» **Set task**: Can you copy out, unchanged, the material from the line containing "Task: set a pin on each instance of the red" through its final line?
[start Raw data]
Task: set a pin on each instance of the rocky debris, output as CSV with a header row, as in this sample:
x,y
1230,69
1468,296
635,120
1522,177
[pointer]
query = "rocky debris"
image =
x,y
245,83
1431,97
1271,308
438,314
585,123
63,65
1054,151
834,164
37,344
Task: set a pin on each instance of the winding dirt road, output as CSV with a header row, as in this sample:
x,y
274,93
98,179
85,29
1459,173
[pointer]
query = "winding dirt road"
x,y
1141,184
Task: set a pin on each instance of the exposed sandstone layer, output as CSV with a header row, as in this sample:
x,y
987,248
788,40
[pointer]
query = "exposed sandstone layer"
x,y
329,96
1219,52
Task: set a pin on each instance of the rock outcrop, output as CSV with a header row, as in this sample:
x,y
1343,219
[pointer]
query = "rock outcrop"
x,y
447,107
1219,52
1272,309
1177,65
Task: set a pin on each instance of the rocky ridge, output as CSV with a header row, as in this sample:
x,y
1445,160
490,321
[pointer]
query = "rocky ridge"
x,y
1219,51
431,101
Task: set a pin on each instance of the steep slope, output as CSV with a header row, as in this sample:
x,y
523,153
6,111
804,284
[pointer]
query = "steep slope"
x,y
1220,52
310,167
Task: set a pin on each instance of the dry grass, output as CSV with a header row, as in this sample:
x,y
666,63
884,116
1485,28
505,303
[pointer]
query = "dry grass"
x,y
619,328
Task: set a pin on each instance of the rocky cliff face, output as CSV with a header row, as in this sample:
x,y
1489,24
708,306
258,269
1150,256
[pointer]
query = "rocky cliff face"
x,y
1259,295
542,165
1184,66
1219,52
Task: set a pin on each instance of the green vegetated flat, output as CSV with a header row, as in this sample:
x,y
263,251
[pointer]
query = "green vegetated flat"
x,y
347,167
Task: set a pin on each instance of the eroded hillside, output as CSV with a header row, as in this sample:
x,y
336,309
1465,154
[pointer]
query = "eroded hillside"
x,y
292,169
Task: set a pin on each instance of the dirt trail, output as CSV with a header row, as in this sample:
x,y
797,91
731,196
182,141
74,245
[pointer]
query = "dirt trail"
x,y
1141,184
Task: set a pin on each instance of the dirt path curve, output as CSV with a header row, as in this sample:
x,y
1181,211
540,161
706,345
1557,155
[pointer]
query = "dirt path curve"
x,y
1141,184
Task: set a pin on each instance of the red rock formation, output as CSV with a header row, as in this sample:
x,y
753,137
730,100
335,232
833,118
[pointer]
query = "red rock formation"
[end Raw data]
» **The output**:
Task: set a pin on each instance of the red rock formation, output as CSV with a header row, as in this sample:
x,y
753,137
730,100
335,232
833,118
[pointer]
query = "red rock formation"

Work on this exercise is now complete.